*WORK ITEM*: The listing below needs to be copied in full, exactly.

*RECORDS FOR THE TASK*:
/---
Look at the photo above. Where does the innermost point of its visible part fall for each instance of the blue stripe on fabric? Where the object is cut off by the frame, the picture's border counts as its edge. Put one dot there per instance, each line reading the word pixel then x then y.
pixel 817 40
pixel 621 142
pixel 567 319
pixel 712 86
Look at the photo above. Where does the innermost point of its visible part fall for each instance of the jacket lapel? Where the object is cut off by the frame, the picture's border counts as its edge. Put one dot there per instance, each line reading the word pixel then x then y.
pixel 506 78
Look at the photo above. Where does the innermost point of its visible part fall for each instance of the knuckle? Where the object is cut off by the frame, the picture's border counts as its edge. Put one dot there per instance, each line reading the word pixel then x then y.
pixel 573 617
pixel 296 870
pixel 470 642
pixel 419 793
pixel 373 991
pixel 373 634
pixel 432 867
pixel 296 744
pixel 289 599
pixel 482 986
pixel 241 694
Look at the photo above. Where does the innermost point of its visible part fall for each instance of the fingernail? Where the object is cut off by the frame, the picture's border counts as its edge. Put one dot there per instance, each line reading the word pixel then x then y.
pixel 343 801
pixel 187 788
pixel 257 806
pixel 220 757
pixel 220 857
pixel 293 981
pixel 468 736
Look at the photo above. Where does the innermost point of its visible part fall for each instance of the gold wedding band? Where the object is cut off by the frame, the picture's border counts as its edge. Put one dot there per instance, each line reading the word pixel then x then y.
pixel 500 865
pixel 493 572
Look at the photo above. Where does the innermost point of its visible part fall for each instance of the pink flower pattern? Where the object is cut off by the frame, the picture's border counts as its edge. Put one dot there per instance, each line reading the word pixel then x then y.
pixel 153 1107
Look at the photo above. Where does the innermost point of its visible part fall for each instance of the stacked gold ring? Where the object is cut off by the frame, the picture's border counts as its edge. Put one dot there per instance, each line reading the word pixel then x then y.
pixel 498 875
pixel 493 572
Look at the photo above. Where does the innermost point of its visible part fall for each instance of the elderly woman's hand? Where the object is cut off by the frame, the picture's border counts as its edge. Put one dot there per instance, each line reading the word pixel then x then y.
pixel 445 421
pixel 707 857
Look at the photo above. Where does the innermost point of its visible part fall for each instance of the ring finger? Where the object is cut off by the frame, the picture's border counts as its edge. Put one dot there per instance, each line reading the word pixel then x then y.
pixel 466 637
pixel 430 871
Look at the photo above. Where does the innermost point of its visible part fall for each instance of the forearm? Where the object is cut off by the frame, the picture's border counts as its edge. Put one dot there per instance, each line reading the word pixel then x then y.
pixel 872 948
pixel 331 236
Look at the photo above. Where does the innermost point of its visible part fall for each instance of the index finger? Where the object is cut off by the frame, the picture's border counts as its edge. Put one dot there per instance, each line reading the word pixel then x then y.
\---
*RESPONSE BOX*:
Look at the photo above. Where does the innermost point of its visible part fall for each instance of the blue stripe on fabric? Where the object is cut off by the frame, the picture's border counts as its edge. Put one dot there per instance, each line reading the word pixel then x then y.
pixel 817 40
pixel 621 142
pixel 567 319
pixel 712 86
Look at the photo above. Where does the innermost point of its visible part fall for each instance of the jacket lapel? Where the object is cut off by the frame, the picture's border counts as its edge. Put one dot there per instance, each line reading the word pixel then x then y.
pixel 506 78
Look at the photo above. Where does the innermost point of its visible part fall for each instance of the knuckle? Where the object is cut off by the frame, the picture's border counts as its edge. Put one dot there per instance, each line reading the word pixel then x then y.
pixel 573 617
pixel 296 870
pixel 470 642
pixel 419 793
pixel 373 991
pixel 373 634
pixel 432 867
pixel 296 744
pixel 289 599
pixel 482 986
pixel 241 694
Look at the photo above. Where does the innermost point of its visible part fall for each instance of the fingernail? Where the object is cut off by the frame, the picture's border counts as its edge. Put one dot there per instance, each line reading the word pixel then x then y.
pixel 343 801
pixel 187 788
pixel 257 806
pixel 220 757
pixel 220 857
pixel 293 981
pixel 468 736
Look at the photo above. Where does the innermost point of its visible part fall for each instance of the gold wedding band? Where the object is cut off by the frame, the picture's border counts as its edge. Put one dot there per instance, each line reading the word pixel then x then y.
pixel 500 865
pixel 493 572
Look at the photo above. Where does the innermost point of its visible part fall for each instance of the pink flower pattern? Where the object is cut off by the frame, the picture's border counts as its edge. Put one dot there per instance, each line reading the word pixel then x then y.
pixel 153 1107
Look at the photo above. Where does the innermost point of its visible part fall for each instance of the stacked gold ring? Where the object is cut off by the frame, the picture's border counts as its edge. Put one dot there per instance, each line reading the word pixel then x then y.
pixel 498 875
pixel 493 572
Look at the photo above. Where does the innermost point of its visible part fall for each instance of the elderly woman's hand? Where the object is cut off by the frame, the picture's border counts as its edge. Put one dot there per instance, each line reading the word pixel then x then y.
pixel 445 421
pixel 707 857
Look at the photo above. Where does the innermost point of its visible part fall for each instance of the ring finger? Where the object is cut off by the frame, the picture's border counts as its edge. Put one dot there per instance, each line reading the word pixel then x then y.
pixel 466 637
pixel 430 871
Look at the photo above. Where does the innermost point of its visible part fall for each instance of the forearm? Where the object is cut off by the frame, the picture's border counts as its edge. Put one dot there per instance, each line reading the word pixel then x then y.
pixel 872 948
pixel 331 236
Look at the photo above. Where does the innermost point of its visible part fall for each instance of the index finger? Where the object is cut off by the frame, the picture's border counts as its edge. Put one dot there per instance, each line reading the word pixel then x then y.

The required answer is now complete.